=== Provided entries ===

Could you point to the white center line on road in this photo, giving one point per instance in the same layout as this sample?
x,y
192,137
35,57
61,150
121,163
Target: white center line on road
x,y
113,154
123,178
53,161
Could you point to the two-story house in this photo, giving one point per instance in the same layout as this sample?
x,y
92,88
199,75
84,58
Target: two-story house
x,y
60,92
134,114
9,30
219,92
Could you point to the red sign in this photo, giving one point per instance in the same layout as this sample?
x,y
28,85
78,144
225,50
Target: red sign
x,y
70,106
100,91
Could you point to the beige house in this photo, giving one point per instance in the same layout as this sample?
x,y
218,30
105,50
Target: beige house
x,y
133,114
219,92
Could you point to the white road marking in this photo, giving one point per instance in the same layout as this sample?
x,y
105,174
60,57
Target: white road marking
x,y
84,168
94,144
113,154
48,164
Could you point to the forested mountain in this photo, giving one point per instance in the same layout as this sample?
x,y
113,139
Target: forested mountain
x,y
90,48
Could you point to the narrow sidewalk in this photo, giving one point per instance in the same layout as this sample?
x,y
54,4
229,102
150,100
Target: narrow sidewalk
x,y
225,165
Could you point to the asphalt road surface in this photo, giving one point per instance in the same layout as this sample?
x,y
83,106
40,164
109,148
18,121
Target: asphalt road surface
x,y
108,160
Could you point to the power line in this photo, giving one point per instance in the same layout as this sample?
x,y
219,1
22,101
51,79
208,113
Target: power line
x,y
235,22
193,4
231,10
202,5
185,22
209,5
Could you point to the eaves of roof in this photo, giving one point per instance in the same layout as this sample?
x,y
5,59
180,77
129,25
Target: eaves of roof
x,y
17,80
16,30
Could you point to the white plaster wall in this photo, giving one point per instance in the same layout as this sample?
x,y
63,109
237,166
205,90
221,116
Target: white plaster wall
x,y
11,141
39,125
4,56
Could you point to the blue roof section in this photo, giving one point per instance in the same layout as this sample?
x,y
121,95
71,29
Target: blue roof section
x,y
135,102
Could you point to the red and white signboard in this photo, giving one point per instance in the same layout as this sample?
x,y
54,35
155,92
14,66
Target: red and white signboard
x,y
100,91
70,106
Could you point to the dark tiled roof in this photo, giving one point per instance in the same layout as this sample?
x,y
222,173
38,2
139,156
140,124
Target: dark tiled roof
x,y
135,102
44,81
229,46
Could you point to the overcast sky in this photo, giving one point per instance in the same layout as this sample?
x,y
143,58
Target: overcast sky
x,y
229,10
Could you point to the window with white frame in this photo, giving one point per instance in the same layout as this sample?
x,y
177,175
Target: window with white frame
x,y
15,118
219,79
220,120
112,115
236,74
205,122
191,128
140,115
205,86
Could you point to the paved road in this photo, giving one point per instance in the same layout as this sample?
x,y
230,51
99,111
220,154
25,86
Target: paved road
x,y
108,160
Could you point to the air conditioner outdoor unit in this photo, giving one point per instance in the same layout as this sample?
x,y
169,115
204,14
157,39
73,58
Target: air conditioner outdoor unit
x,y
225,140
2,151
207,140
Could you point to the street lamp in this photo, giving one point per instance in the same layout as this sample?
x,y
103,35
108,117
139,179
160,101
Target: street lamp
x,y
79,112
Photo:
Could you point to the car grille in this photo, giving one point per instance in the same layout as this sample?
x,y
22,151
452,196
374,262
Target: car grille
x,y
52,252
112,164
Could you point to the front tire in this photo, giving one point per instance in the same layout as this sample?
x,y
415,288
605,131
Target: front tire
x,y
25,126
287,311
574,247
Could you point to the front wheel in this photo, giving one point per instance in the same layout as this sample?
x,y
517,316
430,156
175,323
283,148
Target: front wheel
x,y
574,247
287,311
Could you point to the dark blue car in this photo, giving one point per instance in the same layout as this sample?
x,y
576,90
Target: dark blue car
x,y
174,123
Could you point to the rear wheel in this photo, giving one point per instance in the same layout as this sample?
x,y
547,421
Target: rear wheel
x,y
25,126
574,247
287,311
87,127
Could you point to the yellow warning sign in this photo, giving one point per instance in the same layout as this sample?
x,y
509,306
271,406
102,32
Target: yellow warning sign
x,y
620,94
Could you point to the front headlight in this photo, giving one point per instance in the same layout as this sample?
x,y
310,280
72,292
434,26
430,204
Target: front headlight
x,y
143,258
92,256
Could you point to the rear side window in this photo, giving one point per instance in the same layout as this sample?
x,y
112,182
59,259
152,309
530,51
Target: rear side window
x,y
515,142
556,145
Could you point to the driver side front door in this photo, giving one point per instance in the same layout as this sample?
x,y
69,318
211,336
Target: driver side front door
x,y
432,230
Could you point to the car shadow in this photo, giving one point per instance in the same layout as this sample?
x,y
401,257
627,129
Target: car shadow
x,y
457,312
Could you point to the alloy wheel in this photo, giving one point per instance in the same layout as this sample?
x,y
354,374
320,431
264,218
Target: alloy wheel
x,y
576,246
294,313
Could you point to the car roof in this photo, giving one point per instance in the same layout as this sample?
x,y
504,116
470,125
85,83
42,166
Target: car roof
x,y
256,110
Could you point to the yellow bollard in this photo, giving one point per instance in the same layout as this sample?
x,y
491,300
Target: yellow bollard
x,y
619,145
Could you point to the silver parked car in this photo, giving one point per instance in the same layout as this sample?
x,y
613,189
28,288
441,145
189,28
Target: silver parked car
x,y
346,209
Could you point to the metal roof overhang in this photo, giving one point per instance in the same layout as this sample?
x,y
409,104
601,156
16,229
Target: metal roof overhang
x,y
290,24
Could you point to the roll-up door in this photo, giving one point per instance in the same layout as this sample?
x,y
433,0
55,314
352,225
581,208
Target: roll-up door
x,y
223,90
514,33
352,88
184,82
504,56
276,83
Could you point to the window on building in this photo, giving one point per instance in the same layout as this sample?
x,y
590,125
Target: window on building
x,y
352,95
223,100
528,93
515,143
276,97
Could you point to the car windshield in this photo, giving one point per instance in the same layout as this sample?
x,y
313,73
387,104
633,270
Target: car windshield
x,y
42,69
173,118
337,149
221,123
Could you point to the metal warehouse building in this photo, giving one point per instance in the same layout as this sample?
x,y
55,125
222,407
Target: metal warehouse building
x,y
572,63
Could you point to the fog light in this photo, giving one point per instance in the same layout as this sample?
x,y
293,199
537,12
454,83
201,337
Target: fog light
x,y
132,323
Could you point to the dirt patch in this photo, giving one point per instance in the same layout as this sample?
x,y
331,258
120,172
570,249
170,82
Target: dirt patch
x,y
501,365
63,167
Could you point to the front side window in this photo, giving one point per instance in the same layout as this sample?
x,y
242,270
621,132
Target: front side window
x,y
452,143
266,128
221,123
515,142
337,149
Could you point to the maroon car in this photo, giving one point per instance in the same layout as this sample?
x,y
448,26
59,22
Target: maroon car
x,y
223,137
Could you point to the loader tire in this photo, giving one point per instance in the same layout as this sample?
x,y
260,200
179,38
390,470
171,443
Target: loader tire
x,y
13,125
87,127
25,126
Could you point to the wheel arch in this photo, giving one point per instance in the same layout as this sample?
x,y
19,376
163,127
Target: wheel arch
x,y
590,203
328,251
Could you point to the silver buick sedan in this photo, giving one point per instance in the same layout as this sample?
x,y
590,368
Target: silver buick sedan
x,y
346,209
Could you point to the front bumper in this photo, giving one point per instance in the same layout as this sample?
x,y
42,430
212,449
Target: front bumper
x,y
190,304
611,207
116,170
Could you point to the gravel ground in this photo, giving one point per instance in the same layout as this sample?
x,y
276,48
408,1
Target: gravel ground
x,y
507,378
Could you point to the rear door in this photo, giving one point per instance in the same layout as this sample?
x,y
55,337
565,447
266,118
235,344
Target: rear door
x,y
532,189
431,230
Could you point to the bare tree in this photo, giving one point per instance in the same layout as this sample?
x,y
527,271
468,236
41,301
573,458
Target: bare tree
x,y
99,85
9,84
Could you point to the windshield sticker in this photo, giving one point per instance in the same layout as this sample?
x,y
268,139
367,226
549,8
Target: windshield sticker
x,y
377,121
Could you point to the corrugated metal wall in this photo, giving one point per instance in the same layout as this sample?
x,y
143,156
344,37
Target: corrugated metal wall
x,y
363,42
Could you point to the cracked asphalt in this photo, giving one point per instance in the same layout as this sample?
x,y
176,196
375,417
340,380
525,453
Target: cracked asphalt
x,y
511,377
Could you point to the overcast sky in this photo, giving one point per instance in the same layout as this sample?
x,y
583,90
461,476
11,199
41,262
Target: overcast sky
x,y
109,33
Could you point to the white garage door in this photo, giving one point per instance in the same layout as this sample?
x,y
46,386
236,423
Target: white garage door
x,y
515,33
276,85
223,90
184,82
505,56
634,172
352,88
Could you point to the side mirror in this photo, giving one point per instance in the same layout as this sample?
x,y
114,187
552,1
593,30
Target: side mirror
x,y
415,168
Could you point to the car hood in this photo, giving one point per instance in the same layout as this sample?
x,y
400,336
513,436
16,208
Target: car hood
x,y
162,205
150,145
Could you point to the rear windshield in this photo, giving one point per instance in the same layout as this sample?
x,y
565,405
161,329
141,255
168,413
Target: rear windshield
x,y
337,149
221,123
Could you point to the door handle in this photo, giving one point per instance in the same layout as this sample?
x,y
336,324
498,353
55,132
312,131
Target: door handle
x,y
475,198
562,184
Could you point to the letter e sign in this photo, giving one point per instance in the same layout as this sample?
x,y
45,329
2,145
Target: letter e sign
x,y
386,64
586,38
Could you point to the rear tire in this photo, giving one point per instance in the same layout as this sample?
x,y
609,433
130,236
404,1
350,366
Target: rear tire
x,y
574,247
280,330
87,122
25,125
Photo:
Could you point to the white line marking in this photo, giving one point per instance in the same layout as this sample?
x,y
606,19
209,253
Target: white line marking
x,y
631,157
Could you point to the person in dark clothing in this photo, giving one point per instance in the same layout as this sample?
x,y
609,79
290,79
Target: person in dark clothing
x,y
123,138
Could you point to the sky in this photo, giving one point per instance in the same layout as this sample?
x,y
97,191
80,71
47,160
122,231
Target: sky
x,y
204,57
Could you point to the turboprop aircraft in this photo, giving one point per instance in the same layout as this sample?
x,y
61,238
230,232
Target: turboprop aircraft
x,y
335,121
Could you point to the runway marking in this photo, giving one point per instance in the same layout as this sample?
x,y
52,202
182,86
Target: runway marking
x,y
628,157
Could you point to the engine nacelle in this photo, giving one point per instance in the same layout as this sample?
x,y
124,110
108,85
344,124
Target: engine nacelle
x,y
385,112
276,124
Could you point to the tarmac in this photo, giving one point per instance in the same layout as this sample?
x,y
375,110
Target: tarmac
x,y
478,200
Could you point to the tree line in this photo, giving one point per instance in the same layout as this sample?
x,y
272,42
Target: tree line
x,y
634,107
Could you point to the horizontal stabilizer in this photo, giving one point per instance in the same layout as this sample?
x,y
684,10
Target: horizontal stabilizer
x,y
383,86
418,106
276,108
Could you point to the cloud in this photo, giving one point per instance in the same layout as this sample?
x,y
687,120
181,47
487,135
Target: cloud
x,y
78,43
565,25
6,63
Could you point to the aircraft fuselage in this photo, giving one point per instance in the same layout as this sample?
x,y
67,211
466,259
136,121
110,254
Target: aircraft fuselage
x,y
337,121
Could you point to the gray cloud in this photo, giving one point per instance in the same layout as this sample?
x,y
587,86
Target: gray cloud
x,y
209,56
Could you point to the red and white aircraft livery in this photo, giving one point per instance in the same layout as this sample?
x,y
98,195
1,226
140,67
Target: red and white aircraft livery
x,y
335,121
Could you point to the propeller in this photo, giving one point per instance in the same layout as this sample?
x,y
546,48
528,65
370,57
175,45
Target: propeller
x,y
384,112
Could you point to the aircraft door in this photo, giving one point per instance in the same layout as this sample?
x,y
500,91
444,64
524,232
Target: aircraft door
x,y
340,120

===

**Activity:**
An exact copy of the lines from the one with "Target: propeller" through the final line of the entries is the whole answer.

**Answer section:**
Target: propeller
x,y
384,112
Could you point to the aircraft door in this photo, giving one point per instance in the same layout as this sample?
x,y
500,91
444,64
524,232
Target: aircraft door
x,y
340,120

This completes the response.